# [Task statement]
Repeat the entire listing exactly as written.

------------------------

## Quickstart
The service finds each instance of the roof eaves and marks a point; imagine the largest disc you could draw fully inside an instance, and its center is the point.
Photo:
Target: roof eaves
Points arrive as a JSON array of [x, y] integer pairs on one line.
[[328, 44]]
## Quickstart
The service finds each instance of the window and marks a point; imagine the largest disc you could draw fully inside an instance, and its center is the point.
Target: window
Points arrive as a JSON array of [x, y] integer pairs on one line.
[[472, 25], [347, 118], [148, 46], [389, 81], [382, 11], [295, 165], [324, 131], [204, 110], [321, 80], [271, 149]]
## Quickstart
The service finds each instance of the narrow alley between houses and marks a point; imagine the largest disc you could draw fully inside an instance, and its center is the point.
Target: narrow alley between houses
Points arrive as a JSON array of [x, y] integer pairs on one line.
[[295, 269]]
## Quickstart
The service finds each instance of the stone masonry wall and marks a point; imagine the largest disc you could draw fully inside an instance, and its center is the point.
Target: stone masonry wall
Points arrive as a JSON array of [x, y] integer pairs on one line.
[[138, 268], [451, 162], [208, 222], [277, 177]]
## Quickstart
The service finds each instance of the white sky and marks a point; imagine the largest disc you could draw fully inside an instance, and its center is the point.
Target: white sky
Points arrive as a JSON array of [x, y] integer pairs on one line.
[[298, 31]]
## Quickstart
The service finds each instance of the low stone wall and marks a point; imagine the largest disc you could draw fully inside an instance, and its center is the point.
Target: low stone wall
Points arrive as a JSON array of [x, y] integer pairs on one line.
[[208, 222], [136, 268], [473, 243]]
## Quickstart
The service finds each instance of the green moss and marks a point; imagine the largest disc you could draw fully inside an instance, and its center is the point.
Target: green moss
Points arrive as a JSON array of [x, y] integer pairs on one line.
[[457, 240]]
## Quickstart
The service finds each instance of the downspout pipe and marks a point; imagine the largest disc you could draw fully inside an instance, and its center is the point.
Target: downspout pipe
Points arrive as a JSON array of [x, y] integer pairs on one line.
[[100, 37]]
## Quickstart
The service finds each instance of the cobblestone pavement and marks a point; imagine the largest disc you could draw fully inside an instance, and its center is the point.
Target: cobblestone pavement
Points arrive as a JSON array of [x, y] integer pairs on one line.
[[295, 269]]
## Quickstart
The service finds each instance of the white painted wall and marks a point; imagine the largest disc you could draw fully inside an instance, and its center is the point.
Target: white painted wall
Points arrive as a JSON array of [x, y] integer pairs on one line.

------------------------

# [Result below]
## Quickstart
The service finds each instance of the roof eaves and marks a point; imagine the largest disc you could draw fully inside an instance, and its center is the point.
Photo:
Target: roof eaves
Points arrive as a JSON array of [x, y] integer pairs on one line.
[[328, 44]]
## Quickstart
The service finds each instance of the window and marks a point; imagine the largest disc you could draw fully inside an instance, and its center is the point.
Target: window
Points arrive as a JSON array of [x, y] integer pairs on one line.
[[472, 25], [347, 118], [148, 46], [389, 81], [382, 11], [295, 165], [324, 131], [204, 110], [321, 80], [271, 149]]
## Quickstart
The service finds each instance of the narrow alley between houses and marks a point; imagine the largest disc you could draw fully inside an instance, and its center is the point.
Target: narrow alley between houses
Points arrive as a JSON array of [x, y] integer pairs on one line.
[[295, 269]]
## Quickstart
The service finds each instance of the stone masonry wall and marks a point; imagine the largest disc you could draw fully inside an instance, and its center is the point.
Target: stone masonry wall
Points arrive as a JSON array of [x, y] integer pairs on one line.
[[138, 268], [451, 162], [208, 222], [277, 177]]
## Quickstart
The service finds each instance of the white sky and marks a point; imagine the largest disc you could draw fully inside an instance, and its center is the point.
Target: white sky
Points arrive as a JSON array of [x, y] integer pairs on one line.
[[298, 31]]
## Quickstart
The service finds each instance of the low stone wall and marks a point; imagine the largest disc you could draw fully inside an instance, and its center is the point.
Target: low stone wall
Points arrive as a JSON array of [x, y] integer pairs on one line.
[[208, 222], [136, 268], [473, 243]]
## Quickstart
The service finds each instance of the green moss and marks a point; imagine the largest disc you could draw fully inside an instance, and its center is the point.
Target: green moss
Points arrive as a JSON array of [x, y] integer pairs on one line.
[[457, 240]]
## Quickstart
The service finds each instance of the downspout pipe and marks a point; imagine the largest disc you could draw fully inside an instance, and its center is the point.
Target: downspout pipe
Points arrive as a JSON array of [x, y] integer pairs on one line.
[[100, 37]]
## Quickstart
The service finds each instance of the cobblestone pavement and marks a point; imagine the largest disc you could draw fully inside an instance, and its center is the point.
Target: cobblestone pavement
Points arrive as a JSON array of [x, y] integer pairs on one line.
[[295, 269]]
## Quickstart
The service finds each instance of the white painted wall and marks a point; imagine the largest disc you could draw fully inside an instance, and its center is the point.
Target: white painted wall
Points arrive as a JSON array of [x, y] integer pairs on one line.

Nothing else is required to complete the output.